Prompt 1
List every distinct four-digit year mentioned in the text on St. Antony's Church, in order of first appearance.
Prompt 2
From the text on St. Antony's Church, extract the passage from "Roman Catholic Church in" up to and including "the Dharmapuri Diocese.".

Roman Catholic Church in Tamil Nadu, India

St. Antony's Church is a Roman Catholic church situated in Bommidi, Dharmapuri district, Tamil Nadu, India. This church holds great prominence among the Christians, leading to its elevation as a Shrine by the Dharmapuri Diocese.

==History==

The history of Catholicism in Bommidi dates back to the late 19th century. During those days Mallapuram was a village presented next to the Bommidi village, Till now in government village revenue record the Mallapuram name is present. But Bommidi was expanded as town so the Mallapuram became one of an area of Bommidi and this name was no longer used. During the famine years between 1861 and 1864, Rev. Fr. Joseph Trione, a priest from Kovilur, visited Bommidi and provided assistance to the people during the crisis. As a result, nearly 98 individuals in Mallapuram (Bommidi) received baptism. In 1972, François-Jean-Marie Laouënan Bishop Laouënan of Pondicherry Archdiocese reported that there were around 80 Catholics residing in Malappuram. In 1990, a chapel was constructed in Bommidi, which is also mentioned in the Salem Diocese records along with the building of chapels in Seliampatti and Gollapatti between 1899. Until 1930, the Mallapuram Chapel was under the supervision of the Kovilur Parish priest. However, when B.Pallipatti Church was established as a new parish in 1930, the Bommidi Chapel became a substation of B. Pallipatti. The history books also highlight the participation of two Indian freedom fighters named Arokiasami and Rayyappan from Bommidi, the "August Revolution" against British India in 1942. This shows the presence of Catholics in Bommidi.

Given material
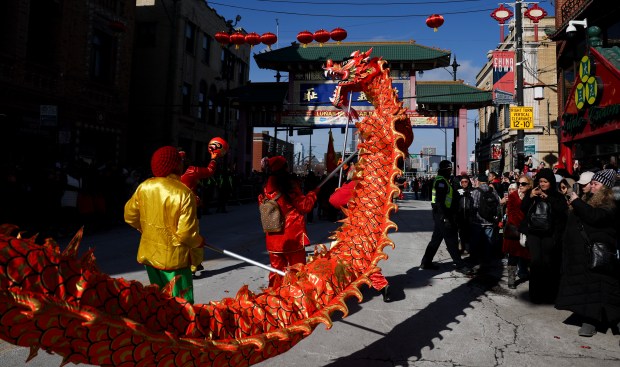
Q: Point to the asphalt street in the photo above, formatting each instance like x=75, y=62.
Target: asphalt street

Full answer 1
1861, 1864, 1972, 1990, 1899, 1930, 1942

Full answer 2
Roman Catholic Church in Tamil Nadu, India

St. Antony's Church is a Roman Catholic church situated in Bommidi, Dharmapuri district, Tamil Nadu, India. This church holds great prominence among the Christians, leading to its elevation as a Shrine by the Dharmapuri Diocese.